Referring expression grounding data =
>>>>>

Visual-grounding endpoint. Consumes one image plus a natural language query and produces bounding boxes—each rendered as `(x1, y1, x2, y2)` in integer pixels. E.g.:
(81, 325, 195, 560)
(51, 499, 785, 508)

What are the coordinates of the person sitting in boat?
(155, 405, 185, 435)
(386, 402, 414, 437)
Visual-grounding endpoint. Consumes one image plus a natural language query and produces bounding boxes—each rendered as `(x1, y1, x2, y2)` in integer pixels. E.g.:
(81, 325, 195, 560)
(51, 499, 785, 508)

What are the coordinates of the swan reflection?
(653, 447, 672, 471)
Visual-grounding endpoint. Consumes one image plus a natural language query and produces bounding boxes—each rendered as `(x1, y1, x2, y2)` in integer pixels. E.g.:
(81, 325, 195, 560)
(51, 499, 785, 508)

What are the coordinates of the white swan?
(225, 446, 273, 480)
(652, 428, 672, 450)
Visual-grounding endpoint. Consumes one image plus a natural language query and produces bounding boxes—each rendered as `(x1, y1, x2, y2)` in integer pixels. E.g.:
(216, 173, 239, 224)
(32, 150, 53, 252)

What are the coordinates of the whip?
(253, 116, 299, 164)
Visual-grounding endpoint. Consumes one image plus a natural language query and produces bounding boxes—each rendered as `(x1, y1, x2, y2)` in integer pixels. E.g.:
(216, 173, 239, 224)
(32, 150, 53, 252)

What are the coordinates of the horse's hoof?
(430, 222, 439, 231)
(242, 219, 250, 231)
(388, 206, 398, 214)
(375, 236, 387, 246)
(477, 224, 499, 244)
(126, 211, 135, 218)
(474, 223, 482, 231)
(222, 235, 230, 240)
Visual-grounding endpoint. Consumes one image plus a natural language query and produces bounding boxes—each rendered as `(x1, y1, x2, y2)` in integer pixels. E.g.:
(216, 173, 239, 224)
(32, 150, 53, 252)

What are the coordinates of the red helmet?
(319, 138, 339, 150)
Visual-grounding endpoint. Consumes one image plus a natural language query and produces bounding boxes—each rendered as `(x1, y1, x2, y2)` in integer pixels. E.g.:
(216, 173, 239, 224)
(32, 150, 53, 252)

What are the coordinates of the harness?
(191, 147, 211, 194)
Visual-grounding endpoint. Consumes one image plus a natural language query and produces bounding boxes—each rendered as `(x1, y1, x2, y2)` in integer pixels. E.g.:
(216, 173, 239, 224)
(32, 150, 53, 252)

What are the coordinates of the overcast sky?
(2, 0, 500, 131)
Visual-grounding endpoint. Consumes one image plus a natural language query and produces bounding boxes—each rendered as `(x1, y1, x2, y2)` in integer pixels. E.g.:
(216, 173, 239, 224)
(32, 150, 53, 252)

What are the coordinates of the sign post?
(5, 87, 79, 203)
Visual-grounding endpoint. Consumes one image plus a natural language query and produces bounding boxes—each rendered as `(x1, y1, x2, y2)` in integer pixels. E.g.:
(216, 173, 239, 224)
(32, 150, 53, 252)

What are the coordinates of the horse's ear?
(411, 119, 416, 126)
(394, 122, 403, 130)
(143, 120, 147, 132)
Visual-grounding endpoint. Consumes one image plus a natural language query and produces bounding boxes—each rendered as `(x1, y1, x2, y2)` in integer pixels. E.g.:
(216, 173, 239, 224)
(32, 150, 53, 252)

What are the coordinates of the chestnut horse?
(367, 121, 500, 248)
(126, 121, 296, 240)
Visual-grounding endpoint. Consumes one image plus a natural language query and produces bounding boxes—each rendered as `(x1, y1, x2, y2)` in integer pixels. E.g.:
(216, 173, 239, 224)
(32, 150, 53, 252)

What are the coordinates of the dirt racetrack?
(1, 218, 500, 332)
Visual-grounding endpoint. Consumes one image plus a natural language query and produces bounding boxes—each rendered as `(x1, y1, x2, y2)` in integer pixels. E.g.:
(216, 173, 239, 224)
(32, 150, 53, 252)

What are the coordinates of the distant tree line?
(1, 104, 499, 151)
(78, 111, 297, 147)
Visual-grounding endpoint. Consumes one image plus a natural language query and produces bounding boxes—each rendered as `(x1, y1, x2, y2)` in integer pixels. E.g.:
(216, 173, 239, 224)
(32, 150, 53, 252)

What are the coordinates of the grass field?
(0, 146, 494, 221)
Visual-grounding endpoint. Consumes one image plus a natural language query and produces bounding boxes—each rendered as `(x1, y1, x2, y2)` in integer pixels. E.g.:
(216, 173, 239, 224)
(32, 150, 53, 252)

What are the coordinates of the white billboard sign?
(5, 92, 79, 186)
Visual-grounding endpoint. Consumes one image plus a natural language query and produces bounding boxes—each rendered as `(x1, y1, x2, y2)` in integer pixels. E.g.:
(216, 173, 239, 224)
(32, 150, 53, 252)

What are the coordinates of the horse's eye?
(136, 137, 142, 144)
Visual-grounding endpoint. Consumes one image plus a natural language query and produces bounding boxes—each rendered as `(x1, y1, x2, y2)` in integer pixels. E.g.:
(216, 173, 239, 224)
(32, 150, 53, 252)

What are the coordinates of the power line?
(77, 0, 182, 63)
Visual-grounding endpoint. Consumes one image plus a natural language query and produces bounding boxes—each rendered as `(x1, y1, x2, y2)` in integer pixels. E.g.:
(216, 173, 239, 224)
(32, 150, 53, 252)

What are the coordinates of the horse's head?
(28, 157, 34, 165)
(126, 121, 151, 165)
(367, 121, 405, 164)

<<<<<

REQUIRED ACTION = Output the records verbatim, from the first line to the last.

SOLUTION =
Visual-grounding endpoint. Consumes one image plus a natural language query and produces bounding boxes—each rendered as `(x1, y1, x2, y2)` in integer pixels. E.g.:
(81, 325, 195, 560)
(51, 499, 785, 508)

What are the coordinates of the person sitting in boat?
(155, 405, 185, 435)
(386, 402, 414, 437)
Visual-grounding endpoint. Consumes one image plus a natural language query and produces bounding boxes—each rendered as `(x1, y1, x2, y2)` in integer pixels. E.g.:
(81, 325, 195, 560)
(51, 499, 785, 508)

What are the coordinates of the swan reflection?
(653, 447, 672, 471)
Visual-grounding endpoint. Consumes one image plus a natural language query and produces bounding boxes—each rendered as `(x1, y1, x2, y2)` in integer pixels. E.g.:
(81, 325, 195, 560)
(51, 499, 785, 508)

What are the coordinates of the white swan?
(225, 446, 273, 480)
(652, 428, 672, 450)
Visual-grounding endpoint. Consumes one image plus a natural language query and produces bounding boxes—each rendered as `(x1, y1, x2, y2)` in integer pixels. E.g.:
(216, 173, 239, 224)
(32, 150, 53, 252)

What are the coordinates of the whip?
(253, 116, 299, 164)
Visual-grounding endpoint. Consumes one image plus a natural language query and produces bounding boxes—each rendered as `(x1, y1, x2, y2)` in integer pixels. E.g.:
(216, 173, 239, 224)
(32, 150, 53, 252)

What are the coordinates of the horse's hoof?
(430, 222, 439, 231)
(242, 219, 250, 231)
(388, 206, 398, 214)
(375, 236, 387, 246)
(477, 224, 499, 244)
(126, 211, 135, 218)
(474, 223, 482, 231)
(222, 235, 230, 240)
Visual-grounding endpoint. Consumes one image plus a natural language query and produces bounding boxes—each rendered as `(x1, y1, x2, y2)` in integer pixels. E.g.:
(216, 173, 239, 224)
(32, 150, 53, 252)

What are the coordinates of the red helmet?
(319, 138, 339, 150)
Visual-grounding endpoint. Consumes one image plus a natural language query and produces bounding boxes—each rendered as `(x1, y1, x2, y2)` in integer pixels. E.g.:
(216, 173, 239, 224)
(32, 150, 53, 252)

What are the coordinates of the harness?
(191, 147, 211, 194)
Visual-grounding endpoint. Consumes one image plus a natural language query and produces bounding boxes—each rendered as `(x1, y1, x2, y2)` in integer pixels. E.g.:
(216, 173, 239, 224)
(32, 150, 53, 252)

What are the coordinates of the overcast sky?
(2, 0, 500, 131)
Visual-grounding endpoint. Consumes one image plus a natural language query and produces bounding boxes—each rendered as `(x1, y1, x2, y2)` in integer pixels. E.g.:
(216, 173, 239, 224)
(32, 150, 53, 252)

What are the coordinates of the sign post?
(5, 87, 79, 203)
Visual-grounding endpoint. Consumes one image plus a natural language query and produces bounding boxes—each rendered as `(x1, y1, x2, y2)` in integer pixels. E.g.:
(216, 173, 239, 224)
(32, 150, 53, 252)

What are the coordinates of the horse's ear?
(411, 119, 416, 126)
(394, 122, 403, 130)
(143, 120, 147, 132)
Visual-grounding endpoint. Consumes one image plus a natural language query and produces bounding boxes—each rendered as `(x1, y1, x2, y2)` in integer pixels. E.g.:
(216, 173, 239, 224)
(32, 150, 53, 252)

What are the coordinates of the chestnut horse?
(367, 121, 500, 248)
(126, 121, 296, 240)
Visual-grounding endpoint. Consumes one image plus a natural language query and produces bounding boxes—each rendered as `(x1, y1, x2, y2)` in integer pixels. E.g.:
(216, 173, 239, 224)
(32, 150, 53, 252)

What are the coordinates of the dirt racetrack?
(1, 218, 500, 332)
Visual-grounding endpoint. Consumes one image plus a natural language query and produces bounding boxes—each rendered as `(x1, y1, x2, y2)` in integer pixels. E.g.:
(216, 173, 239, 224)
(32, 150, 53, 252)

What are the coordinates of the distant tree line?
(1, 104, 499, 151)
(78, 111, 297, 147)
Visual-grounding endpoint. Consumes one image plus a natural language query and produces bounding boxes—each rendered as `(x1, y1, x2, y2)` in integer pixels. E.g.:
(216, 173, 239, 224)
(32, 150, 53, 252)

What are the coordinates of the grass field?
(0, 146, 494, 221)
Visual-grounding endpoint. Consumes one image plus a natural language query and produces bounding boxes—each rendered as `(x1, y1, x2, y2)` in integer pixels. E.g.:
(216, 173, 239, 224)
(32, 150, 53, 252)

What are the coordinates of the white billboard sign?
(5, 92, 79, 186)
Visual-grounding endpoint. Consumes one image plus a natural language query and produces bounding boxes—each rendered as `(x1, y1, x2, y2)` in integer pixels. E.g.:
(216, 173, 239, 224)
(32, 150, 53, 252)

What are the coordinates of the horse's eye?
(136, 137, 142, 144)
Visual-grounding endpoint. Consumes one image plus a natural language query and produces bounding boxes—each rendered as `(x1, y1, x2, y2)` in integer pixels. E.g.:
(216, 173, 239, 224)
(32, 150, 53, 252)

What are the coordinates of the power line?
(77, 0, 182, 63)
Visual-grounding endpoint. Consumes one image plus a natural language query and produces bounding boxes—each rendered as `(x1, y1, x2, y2)` in integer pixels. E.g.:
(216, 173, 239, 224)
(32, 150, 53, 252)

What are the coordinates of the horse's head?
(28, 157, 34, 165)
(126, 121, 151, 165)
(367, 121, 405, 164)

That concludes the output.